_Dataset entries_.
▽
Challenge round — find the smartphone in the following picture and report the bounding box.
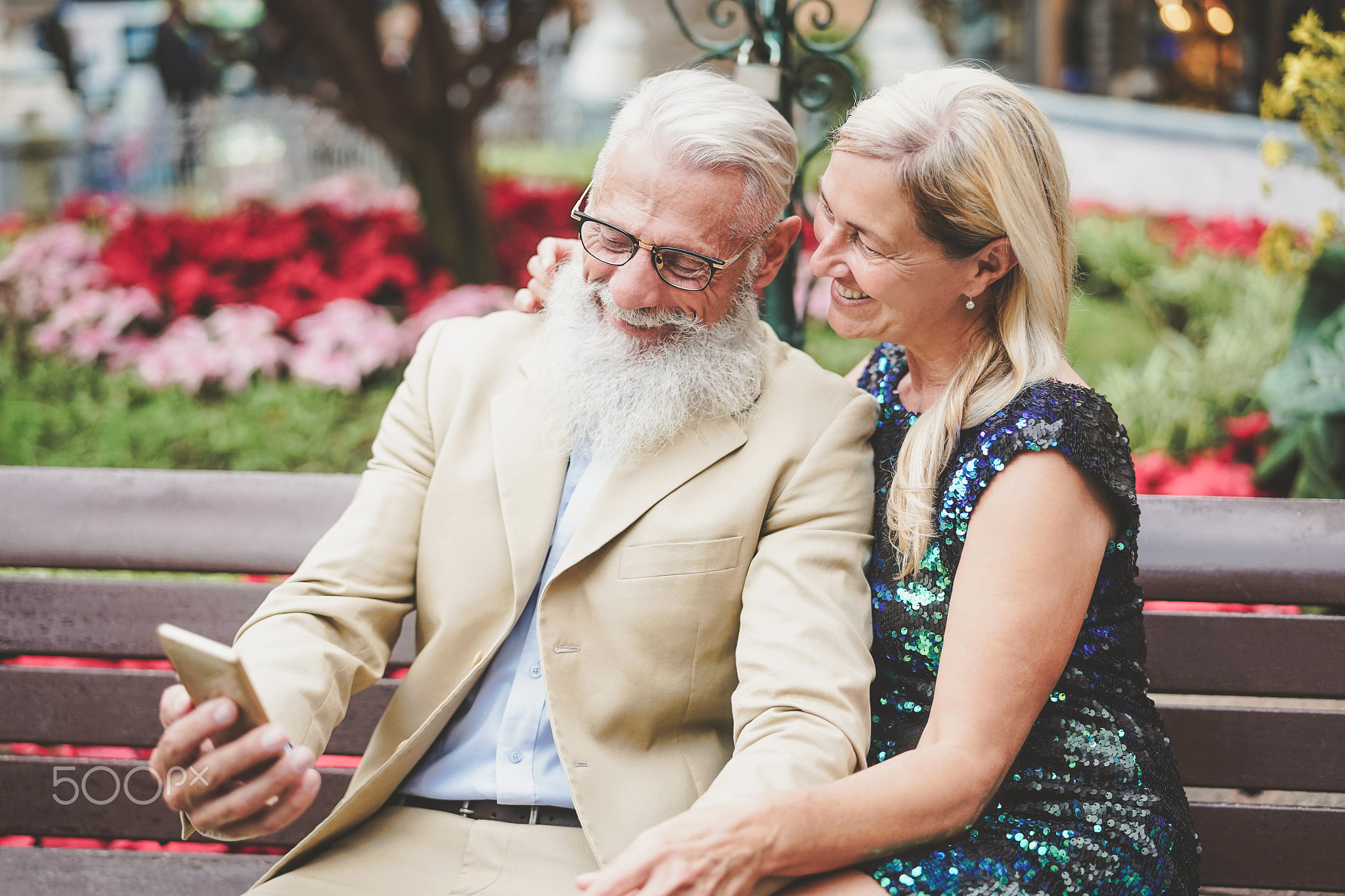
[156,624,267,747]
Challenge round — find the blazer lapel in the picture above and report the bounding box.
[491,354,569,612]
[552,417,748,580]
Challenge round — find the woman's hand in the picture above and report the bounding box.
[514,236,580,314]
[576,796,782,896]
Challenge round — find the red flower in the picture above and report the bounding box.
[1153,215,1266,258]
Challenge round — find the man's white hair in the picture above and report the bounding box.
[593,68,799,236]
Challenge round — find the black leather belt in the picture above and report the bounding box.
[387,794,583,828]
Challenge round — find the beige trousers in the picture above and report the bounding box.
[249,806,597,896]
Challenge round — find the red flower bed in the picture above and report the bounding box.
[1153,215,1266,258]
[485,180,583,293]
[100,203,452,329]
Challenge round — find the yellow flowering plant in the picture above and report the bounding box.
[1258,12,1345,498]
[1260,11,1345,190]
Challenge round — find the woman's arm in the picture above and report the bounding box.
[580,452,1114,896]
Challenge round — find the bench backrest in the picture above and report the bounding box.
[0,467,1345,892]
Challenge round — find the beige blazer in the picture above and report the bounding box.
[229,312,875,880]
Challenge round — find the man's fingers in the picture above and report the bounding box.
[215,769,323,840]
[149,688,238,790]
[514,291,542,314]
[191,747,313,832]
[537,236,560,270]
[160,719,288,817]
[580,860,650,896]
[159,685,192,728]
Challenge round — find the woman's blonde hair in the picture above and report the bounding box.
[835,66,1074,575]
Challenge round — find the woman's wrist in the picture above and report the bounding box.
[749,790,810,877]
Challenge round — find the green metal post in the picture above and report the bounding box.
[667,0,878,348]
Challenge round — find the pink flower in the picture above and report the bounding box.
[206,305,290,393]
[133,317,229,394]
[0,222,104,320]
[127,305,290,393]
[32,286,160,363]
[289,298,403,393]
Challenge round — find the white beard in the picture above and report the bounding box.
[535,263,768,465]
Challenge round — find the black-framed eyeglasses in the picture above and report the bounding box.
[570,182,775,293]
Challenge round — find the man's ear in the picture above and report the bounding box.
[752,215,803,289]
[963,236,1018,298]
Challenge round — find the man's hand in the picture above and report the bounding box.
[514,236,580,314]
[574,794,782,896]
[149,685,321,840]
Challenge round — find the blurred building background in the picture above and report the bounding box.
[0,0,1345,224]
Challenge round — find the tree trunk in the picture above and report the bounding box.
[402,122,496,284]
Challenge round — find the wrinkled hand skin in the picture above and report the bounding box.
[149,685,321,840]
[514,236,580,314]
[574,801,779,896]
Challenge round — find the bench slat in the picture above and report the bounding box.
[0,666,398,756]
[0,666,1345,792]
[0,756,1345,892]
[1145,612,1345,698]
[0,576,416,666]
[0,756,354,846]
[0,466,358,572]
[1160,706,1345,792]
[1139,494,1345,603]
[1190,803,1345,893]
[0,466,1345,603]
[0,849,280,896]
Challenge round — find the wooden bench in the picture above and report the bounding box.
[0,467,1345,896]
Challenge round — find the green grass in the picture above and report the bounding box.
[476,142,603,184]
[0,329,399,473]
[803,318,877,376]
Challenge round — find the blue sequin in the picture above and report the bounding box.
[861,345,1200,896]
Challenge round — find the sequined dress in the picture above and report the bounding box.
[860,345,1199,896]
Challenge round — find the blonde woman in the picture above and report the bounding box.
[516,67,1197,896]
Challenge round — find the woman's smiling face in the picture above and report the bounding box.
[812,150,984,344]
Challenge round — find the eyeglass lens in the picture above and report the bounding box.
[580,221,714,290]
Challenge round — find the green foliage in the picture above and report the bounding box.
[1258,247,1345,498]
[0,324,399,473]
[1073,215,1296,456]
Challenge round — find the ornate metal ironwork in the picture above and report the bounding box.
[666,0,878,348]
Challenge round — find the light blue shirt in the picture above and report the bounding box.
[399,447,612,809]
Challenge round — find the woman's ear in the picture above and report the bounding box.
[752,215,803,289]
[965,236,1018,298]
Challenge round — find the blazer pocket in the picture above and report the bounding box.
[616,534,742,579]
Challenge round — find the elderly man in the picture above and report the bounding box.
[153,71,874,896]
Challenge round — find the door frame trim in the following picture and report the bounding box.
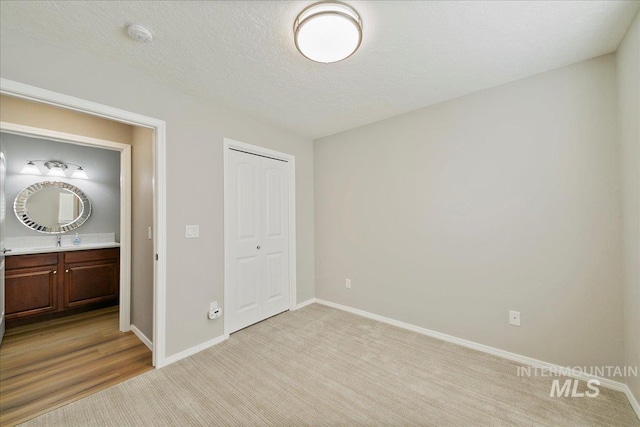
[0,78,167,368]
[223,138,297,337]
△
_What is required_. Give all the lines above as a two-column CSV with the columns text and answer: one row for each line that asks for something, holding that line's wording and the answer that follows it, each in a single quoted field with line breaks turned into spaces. Leave the pictures out.

_Complete response_.
text,answer
"Challenge round — find the smartphone in the following picture and report the bounding box.","[156,624,267,747]"
"Challenge round — find the blazer lapel in the picture above and report the bounding box.","[491,354,569,612] [552,417,748,580]"
"Challenge round — find the woman's hand in the picture above and report the bounding box.","[514,236,580,314] [576,796,782,896]"
"Challenge round — find the red flower in the picture above and report the bounding box.","[1153,215,1266,258]"
"Challenge round — find the man's white hair in the picture above and report the bounding box.","[593,68,799,236]"
"Challenge round — find the black leather belt in the picture above and report the bounding box.","[387,794,583,828]"
"Challenge round — find the beige trousers in the picture above and report the bounding box.","[249,806,597,896]"
"Challenge round — find the red flower bed in the picture above and report the bounding box.","[1153,215,1266,258] [485,180,583,293] [100,203,452,329]"
"Challenge round — find the yellow flowering plant in the picture above and report the bounding box.","[1258,12,1345,498] [1260,11,1345,190]"
"Challenge round — find the woman's arm in the picture above and report the bounding box.","[580,452,1114,896]"
"Challenge round — find the bench backrest in the picture above and report the bounding box.","[0,467,1345,892]"
"Challenge round — find the beige blazer in the picture above and report the bounding box.","[229,312,875,880]"
"Challenge round — find the man's fingers in the picture above and report the bounding box.","[215,769,323,840] [149,688,238,790] [514,291,542,314] [191,747,313,832] [537,236,560,270] [160,719,288,817] [580,860,650,896] [159,685,192,728]"
"Challenge round — find the woman's blonde hair in the picture above and report the bounding box.","[835,66,1074,575]"
"Challenge round — find the woman's wrist in the picture above and report the bounding box.","[749,790,810,877]"
"Challenge round — find the green metal post in the picture above and report the bounding box.","[667,0,878,348]"
"Challenge round — find the pink flower in the picture above and report the bounding box.","[206,305,290,393] [133,317,229,394] [0,222,104,320] [127,305,290,393] [32,286,160,363] [289,298,403,393]"
"Challenge round — find the white beard in the picture above and report the bounding box.","[535,263,768,465]"
"Challenge round — find the black-framed eyeglasses in the picture above and report the bounding box.","[570,182,775,293]"
"Challenge round — find the man's ear in the picture above and report the bounding box.","[752,215,803,289] [963,236,1018,298]"
"Challenge round — find the man's hand in the picture above and report the bounding box.","[514,236,580,314] [574,794,782,896] [149,685,321,840]"
"Challenge round — find the blurred building background in the picture above and report the bounding box.","[0,0,1345,224]"
"Challenge round — find the tree trunk in the picture above and report the bounding box.","[402,122,496,284]"
"Challenge round — find the wrinkled hand skin in the picture above and report the bounding box.","[149,685,321,840] [514,236,580,314] [574,801,779,896]"
"Challenge round — find the bench slat in the picture above and report the bounding box.","[0,666,398,756] [0,666,1345,792] [0,756,1345,892] [1145,612,1345,698] [0,576,416,666] [0,756,354,846] [0,466,358,572] [1160,706,1345,792] [1139,494,1345,603] [1190,803,1345,893] [0,466,1345,603] [0,849,280,896]"
"Challenge round — find the wooden bench in the picture above and report the bounding box.","[0,467,1345,896]"
"Challenge round — find the green grass in the picture above and report the bounding box.","[476,142,603,184] [0,329,399,473] [803,318,877,376]"
"Challenge round — find the blue sequin in the picture above and report the bounding box.","[861,345,1200,896]"
"Challenge round — find the sequined dress in the picture above and report the bounding box.","[860,345,1199,896]"
"Challenge round — find the blonde woman in the picture above and report the bounding box.","[516,67,1197,896]"
"Challenge round — find the woman's smiling face in the picture above and report the bounding box.","[812,150,984,344]"
"Challenge round — find the eyeglass lens in the picture above and report the bounding box.","[580,221,714,290]"
"Challenge round — find the green foliage in the picture above and report the bounding box.","[1258,247,1345,498] [0,324,399,473] [1073,215,1296,456]"
"Challenge round — find the ornate metal ironwork in the picture above and report the bounding box.","[666,0,878,348]"
"Challenge round — find the light blue shirt in the picture above and report the bounding box.","[399,447,612,809]"
"Challenge round — find the woman's ear in the picture above and report the bounding box.","[752,215,803,289] [965,236,1018,298]"
"Challenge round — find the blazer pocket in the picture above and report the bounding box.","[616,534,742,579]"
"Challenge round — find the elderly man in the picture above and report the bounding box.","[153,71,874,896]"
"Challenge round — find the door frame trim in the following picture and report the bounding box.","[0,78,167,368] [223,138,297,337]"